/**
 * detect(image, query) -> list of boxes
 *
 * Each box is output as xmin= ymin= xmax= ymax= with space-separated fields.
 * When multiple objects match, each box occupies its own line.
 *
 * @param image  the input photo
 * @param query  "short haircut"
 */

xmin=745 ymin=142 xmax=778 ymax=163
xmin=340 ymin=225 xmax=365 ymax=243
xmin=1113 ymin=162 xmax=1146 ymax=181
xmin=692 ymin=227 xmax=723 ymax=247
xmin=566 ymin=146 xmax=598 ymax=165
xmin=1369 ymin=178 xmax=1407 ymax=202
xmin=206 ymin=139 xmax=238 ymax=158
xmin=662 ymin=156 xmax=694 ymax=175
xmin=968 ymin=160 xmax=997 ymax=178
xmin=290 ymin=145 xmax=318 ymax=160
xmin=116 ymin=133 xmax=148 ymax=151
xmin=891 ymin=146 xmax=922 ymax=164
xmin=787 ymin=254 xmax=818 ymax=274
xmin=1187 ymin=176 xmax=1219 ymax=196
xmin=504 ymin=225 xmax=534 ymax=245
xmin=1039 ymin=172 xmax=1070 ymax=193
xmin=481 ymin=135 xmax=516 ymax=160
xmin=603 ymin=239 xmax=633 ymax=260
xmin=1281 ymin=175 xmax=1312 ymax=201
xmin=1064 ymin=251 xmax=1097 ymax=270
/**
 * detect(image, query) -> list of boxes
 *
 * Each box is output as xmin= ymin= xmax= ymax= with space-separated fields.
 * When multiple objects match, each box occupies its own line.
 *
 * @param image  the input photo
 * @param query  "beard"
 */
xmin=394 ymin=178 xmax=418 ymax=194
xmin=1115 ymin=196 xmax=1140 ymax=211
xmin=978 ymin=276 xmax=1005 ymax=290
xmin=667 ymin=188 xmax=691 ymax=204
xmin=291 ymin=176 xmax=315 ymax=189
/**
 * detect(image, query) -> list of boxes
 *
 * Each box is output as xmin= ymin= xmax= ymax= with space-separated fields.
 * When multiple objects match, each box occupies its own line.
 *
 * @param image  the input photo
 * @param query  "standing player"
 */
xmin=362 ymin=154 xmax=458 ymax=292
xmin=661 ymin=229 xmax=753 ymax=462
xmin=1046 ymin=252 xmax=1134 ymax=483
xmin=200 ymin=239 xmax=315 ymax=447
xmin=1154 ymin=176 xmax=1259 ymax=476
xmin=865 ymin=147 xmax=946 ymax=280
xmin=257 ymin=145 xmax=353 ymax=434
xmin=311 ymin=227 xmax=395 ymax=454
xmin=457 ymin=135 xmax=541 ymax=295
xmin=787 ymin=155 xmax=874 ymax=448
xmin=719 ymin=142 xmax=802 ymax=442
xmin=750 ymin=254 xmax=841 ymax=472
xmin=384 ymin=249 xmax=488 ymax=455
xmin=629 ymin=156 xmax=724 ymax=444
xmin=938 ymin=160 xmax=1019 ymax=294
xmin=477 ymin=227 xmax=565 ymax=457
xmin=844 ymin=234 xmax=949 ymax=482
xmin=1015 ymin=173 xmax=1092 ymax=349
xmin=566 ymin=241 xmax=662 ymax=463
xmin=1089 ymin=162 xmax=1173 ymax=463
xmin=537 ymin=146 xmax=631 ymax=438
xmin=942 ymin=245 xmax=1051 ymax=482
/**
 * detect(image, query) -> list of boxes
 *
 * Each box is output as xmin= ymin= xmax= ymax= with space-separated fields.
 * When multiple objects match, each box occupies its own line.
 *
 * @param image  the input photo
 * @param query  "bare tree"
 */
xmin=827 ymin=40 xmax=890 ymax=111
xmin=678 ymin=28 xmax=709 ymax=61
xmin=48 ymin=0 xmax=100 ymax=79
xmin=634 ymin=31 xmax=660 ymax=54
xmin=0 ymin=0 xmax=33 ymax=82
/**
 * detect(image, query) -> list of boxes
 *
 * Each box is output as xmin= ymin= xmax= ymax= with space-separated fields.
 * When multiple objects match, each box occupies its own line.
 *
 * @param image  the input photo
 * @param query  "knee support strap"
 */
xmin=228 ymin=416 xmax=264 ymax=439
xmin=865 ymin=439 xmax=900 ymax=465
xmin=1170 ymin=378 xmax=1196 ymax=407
··········
*What the exercise asks*: Every line of the data above is to be copied out exactly.

*Final answer*:
/**
 * detect(image, query) -> list of boxes
 *
 * Each box is output as xmin= ymin= xmax= ymax= with space-separated fields.
 * When multiple objects match, each box occupies its own line.
 *
 * @param image  the input photo
 * @param query  "short haircut"
 */

xmin=745 ymin=142 xmax=778 ymax=163
xmin=340 ymin=225 xmax=365 ymax=243
xmin=1113 ymin=162 xmax=1146 ymax=181
xmin=692 ymin=227 xmax=723 ymax=247
xmin=566 ymin=146 xmax=598 ymax=165
xmin=1369 ymin=178 xmax=1407 ymax=202
xmin=206 ymin=139 xmax=238 ymax=158
xmin=662 ymin=156 xmax=694 ymax=175
xmin=968 ymin=160 xmax=997 ymax=178
xmin=290 ymin=145 xmax=318 ymax=160
xmin=116 ymin=133 xmax=148 ymax=151
xmin=891 ymin=146 xmax=922 ymax=164
xmin=787 ymin=254 xmax=818 ymax=274
xmin=1187 ymin=176 xmax=1219 ymax=196
xmin=504 ymin=225 xmax=534 ymax=245
xmin=1039 ymin=172 xmax=1070 ymax=193
xmin=481 ymin=135 xmax=516 ymax=160
xmin=603 ymin=239 xmax=633 ymax=260
xmin=1281 ymin=175 xmax=1312 ymax=201
xmin=1064 ymin=251 xmax=1097 ymax=270
/**
 * detect(image, query) -> list of boxes
 *
 * Each box is output as xmin= ymin= xmax= ymax= with space-separated fields.
 * When multiple objects match, each box occupies its own line.
 *
 * @param image  the input photo
 * @param query  "beard"
 */
xmin=394 ymin=178 xmax=418 ymax=194
xmin=1115 ymin=196 xmax=1140 ymax=211
xmin=978 ymin=276 xmax=1005 ymax=290
xmin=667 ymin=188 xmax=691 ymax=204
xmin=291 ymin=176 xmax=315 ymax=189
/**
 * detect(image, query) -> list of boxes
 *
 * Each box is output as xmin= ymin= xmax= ymax= with space-separated fields.
 * When multiple objects match, each box occupies its own line.
 *
 * @param image  the input photo
 * @param query  "standing player"
 */
xmin=362 ymin=154 xmax=458 ymax=292
xmin=661 ymin=229 xmax=753 ymax=462
xmin=1046 ymin=252 xmax=1134 ymax=483
xmin=200 ymin=239 xmax=315 ymax=447
xmin=1154 ymin=176 xmax=1259 ymax=476
xmin=865 ymin=147 xmax=946 ymax=280
xmin=257 ymin=145 xmax=353 ymax=434
xmin=311 ymin=227 xmax=395 ymax=454
xmin=457 ymin=135 xmax=541 ymax=295
xmin=787 ymin=155 xmax=874 ymax=448
xmin=719 ymin=142 xmax=802 ymax=442
xmin=750 ymin=254 xmax=841 ymax=472
xmin=384 ymin=249 xmax=488 ymax=455
xmin=629 ymin=156 xmax=724 ymax=444
xmin=938 ymin=160 xmax=1019 ymax=294
xmin=477 ymin=227 xmax=565 ymax=457
xmin=844 ymin=234 xmax=949 ymax=482
xmin=1015 ymin=173 xmax=1092 ymax=349
xmin=566 ymin=241 xmax=662 ymax=463
xmin=1089 ymin=162 xmax=1173 ymax=463
xmin=537 ymin=146 xmax=631 ymax=438
xmin=942 ymin=245 xmax=1051 ymax=482
/**
 * detect(image, query) -> list of boxes
 *
 * Each box is output as xmin= ymin= xmax= ymax= with space-separated fields.
 * When multiple objects match, each box occupies its own line.
 *
 * @param image  the input photo
 * @param query  "bare tree"
 */
xmin=827 ymin=40 xmax=890 ymax=111
xmin=678 ymin=28 xmax=709 ymax=61
xmin=48 ymin=0 xmax=100 ymax=79
xmin=634 ymin=31 xmax=660 ymax=54
xmin=0 ymin=0 xmax=33 ymax=82
/**
 * detect(image, query) -> list of boxes
 *
 * Each box is output as xmin= ymin= xmax= ymax= with space-separated fields.
 * When multiple objects match, each box occupies its own line.
 *
 * @param image  the input photo
 * @param query  "knee support strap"
 */
xmin=228 ymin=416 xmax=264 ymax=439
xmin=865 ymin=439 xmax=900 ymax=465
xmin=1170 ymin=378 xmax=1196 ymax=407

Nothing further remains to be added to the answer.